## TASK PROMPT
Which lines below fall between the one containing "x=239, y=177" and the one containing "x=359, y=413"? Repeat them exactly, counting both of those lines, and add nothing else.

#### DATA FOR PROCESSING ####

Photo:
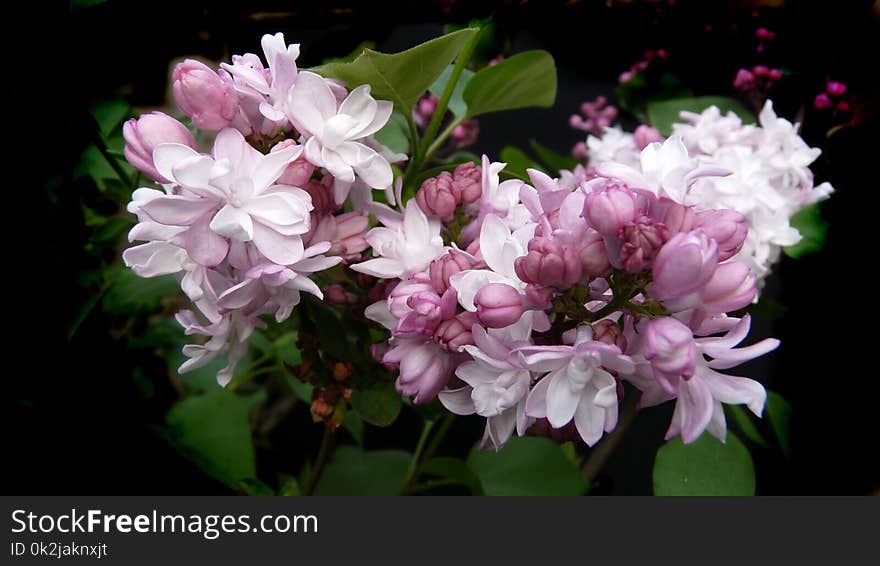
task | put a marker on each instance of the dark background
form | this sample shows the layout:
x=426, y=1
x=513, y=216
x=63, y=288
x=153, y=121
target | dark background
x=78, y=422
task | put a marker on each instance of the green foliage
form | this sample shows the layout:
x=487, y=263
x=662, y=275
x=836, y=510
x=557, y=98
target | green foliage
x=704, y=467
x=663, y=113
x=378, y=403
x=529, y=465
x=779, y=416
x=353, y=471
x=213, y=430
x=813, y=229
x=400, y=77
x=525, y=80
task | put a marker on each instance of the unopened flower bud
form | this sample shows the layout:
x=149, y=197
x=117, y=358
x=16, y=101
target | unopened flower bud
x=455, y=332
x=684, y=264
x=610, y=210
x=447, y=265
x=548, y=264
x=732, y=287
x=467, y=182
x=436, y=197
x=727, y=227
x=645, y=135
x=498, y=305
x=202, y=95
x=144, y=134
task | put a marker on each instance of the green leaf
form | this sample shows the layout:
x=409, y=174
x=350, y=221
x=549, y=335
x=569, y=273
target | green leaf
x=378, y=404
x=813, y=229
x=529, y=465
x=745, y=424
x=663, y=113
x=525, y=80
x=131, y=294
x=555, y=161
x=352, y=471
x=456, y=104
x=400, y=77
x=517, y=162
x=779, y=415
x=454, y=471
x=704, y=467
x=395, y=134
x=213, y=430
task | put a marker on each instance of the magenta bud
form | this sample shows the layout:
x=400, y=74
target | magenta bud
x=641, y=242
x=727, y=227
x=610, y=210
x=684, y=264
x=455, y=332
x=548, y=264
x=202, y=95
x=645, y=135
x=609, y=332
x=593, y=254
x=744, y=79
x=336, y=295
x=437, y=197
x=732, y=287
x=822, y=102
x=467, y=182
x=835, y=88
x=144, y=134
x=670, y=347
x=447, y=265
x=498, y=305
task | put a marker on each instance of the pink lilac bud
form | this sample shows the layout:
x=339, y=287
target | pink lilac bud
x=835, y=88
x=350, y=237
x=202, y=95
x=645, y=135
x=610, y=210
x=297, y=173
x=684, y=264
x=609, y=332
x=447, y=265
x=428, y=310
x=466, y=133
x=676, y=217
x=548, y=264
x=322, y=196
x=336, y=295
x=744, y=80
x=593, y=253
x=144, y=134
x=641, y=242
x=669, y=346
x=727, y=227
x=437, y=198
x=731, y=288
x=822, y=102
x=498, y=305
x=538, y=298
x=455, y=332
x=467, y=182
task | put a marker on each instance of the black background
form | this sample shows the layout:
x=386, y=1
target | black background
x=78, y=426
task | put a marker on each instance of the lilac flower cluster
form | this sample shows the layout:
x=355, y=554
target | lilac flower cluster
x=530, y=304
x=245, y=226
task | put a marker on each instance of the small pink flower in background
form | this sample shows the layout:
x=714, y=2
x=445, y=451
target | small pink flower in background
x=143, y=135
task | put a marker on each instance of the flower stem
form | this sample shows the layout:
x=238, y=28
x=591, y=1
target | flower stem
x=600, y=455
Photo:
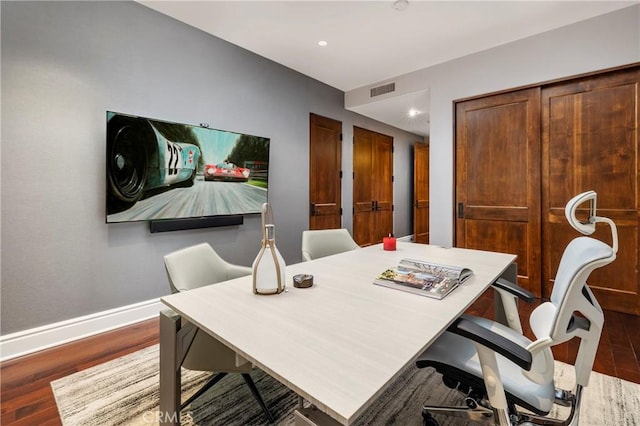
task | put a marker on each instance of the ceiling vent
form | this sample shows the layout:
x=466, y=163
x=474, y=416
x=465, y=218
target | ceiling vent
x=381, y=90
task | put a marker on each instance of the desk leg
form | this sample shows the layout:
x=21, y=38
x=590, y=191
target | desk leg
x=170, y=385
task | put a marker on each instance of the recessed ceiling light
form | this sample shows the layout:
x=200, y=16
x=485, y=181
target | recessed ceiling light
x=400, y=5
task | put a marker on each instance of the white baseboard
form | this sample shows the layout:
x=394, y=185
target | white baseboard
x=36, y=339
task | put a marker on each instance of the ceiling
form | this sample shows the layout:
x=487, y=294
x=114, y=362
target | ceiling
x=370, y=41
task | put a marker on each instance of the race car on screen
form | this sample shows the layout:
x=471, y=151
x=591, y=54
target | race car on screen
x=140, y=158
x=227, y=172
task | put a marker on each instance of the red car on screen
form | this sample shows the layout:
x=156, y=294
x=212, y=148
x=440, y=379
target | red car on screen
x=226, y=171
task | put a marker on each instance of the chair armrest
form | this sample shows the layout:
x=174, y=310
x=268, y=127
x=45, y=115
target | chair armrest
x=514, y=289
x=511, y=350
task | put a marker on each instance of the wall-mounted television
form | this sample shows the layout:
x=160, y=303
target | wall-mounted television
x=159, y=170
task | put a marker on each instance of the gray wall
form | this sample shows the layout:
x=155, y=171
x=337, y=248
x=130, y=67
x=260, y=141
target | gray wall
x=64, y=64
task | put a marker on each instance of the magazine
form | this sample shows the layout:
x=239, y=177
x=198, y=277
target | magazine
x=424, y=278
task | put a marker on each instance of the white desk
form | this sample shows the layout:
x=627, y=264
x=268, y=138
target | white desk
x=337, y=344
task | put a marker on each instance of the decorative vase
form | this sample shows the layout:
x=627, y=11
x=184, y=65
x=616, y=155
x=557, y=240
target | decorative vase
x=269, y=269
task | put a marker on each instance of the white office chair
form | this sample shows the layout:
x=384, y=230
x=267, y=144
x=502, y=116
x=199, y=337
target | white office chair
x=194, y=267
x=499, y=370
x=325, y=242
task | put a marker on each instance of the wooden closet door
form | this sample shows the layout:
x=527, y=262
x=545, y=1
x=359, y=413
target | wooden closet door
x=372, y=186
x=421, y=193
x=383, y=187
x=590, y=140
x=325, y=173
x=498, y=178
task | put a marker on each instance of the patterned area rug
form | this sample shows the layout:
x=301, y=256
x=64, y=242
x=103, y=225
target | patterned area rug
x=125, y=392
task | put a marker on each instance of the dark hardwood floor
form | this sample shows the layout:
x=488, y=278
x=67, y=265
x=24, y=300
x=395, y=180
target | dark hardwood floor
x=26, y=396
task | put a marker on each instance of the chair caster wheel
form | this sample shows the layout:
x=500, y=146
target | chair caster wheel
x=428, y=420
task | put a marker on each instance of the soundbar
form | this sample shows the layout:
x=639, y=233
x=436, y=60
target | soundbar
x=194, y=223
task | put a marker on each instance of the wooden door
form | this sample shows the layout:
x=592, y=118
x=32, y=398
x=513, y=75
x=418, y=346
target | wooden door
x=372, y=186
x=325, y=173
x=590, y=142
x=498, y=178
x=421, y=193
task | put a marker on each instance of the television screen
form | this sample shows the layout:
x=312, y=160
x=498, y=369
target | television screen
x=161, y=170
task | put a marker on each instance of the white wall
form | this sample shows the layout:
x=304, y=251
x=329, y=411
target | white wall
x=64, y=64
x=606, y=41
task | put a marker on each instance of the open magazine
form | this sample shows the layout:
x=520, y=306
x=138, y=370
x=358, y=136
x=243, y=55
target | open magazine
x=424, y=278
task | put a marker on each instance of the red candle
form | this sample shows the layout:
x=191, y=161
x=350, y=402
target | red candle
x=389, y=243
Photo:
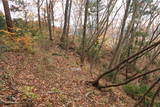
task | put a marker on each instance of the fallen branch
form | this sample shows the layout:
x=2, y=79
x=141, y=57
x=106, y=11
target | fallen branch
x=122, y=64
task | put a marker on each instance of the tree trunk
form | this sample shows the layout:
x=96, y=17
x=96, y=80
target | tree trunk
x=7, y=16
x=63, y=37
x=49, y=18
x=84, y=32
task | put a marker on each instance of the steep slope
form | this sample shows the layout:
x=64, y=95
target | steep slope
x=53, y=77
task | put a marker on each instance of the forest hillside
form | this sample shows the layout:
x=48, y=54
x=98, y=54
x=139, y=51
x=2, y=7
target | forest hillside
x=80, y=53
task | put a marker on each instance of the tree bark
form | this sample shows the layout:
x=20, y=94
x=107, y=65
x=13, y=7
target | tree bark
x=84, y=32
x=7, y=16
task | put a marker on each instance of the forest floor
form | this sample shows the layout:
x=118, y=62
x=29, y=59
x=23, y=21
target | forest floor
x=52, y=77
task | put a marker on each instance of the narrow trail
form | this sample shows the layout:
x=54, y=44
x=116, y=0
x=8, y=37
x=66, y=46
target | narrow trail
x=57, y=80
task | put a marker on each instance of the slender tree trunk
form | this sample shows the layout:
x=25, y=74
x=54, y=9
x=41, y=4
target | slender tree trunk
x=83, y=44
x=67, y=33
x=52, y=13
x=7, y=16
x=63, y=37
x=39, y=18
x=49, y=18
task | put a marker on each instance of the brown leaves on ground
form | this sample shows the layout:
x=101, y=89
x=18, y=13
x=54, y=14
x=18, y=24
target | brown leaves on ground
x=54, y=78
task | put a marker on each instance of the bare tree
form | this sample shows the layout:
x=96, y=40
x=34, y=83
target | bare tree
x=7, y=15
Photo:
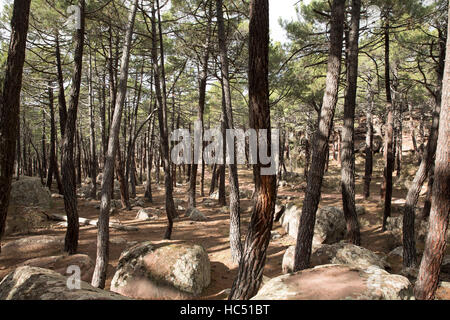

####

## ANSWER SPACE
x=239, y=177
x=198, y=277
target | magazine
x=424, y=278
task | put a marker on each instance of the white desk
form | this sample shows the layout:
x=627, y=264
x=268, y=138
target | white desk
x=337, y=344
task | put a marker on each instance of the decorative vase
form | this sample shows the layout:
x=627, y=11
x=184, y=65
x=616, y=155
x=557, y=240
target | decorative vase
x=269, y=269
task | put a marker on each instance of the white office chair
form | this sample shows the layout:
x=384, y=230
x=267, y=144
x=502, y=116
x=199, y=337
target | white office chair
x=194, y=267
x=499, y=370
x=325, y=242
task | put a marker on each instance of the wooden closet door
form | this sample shows the layout:
x=527, y=262
x=545, y=1
x=359, y=413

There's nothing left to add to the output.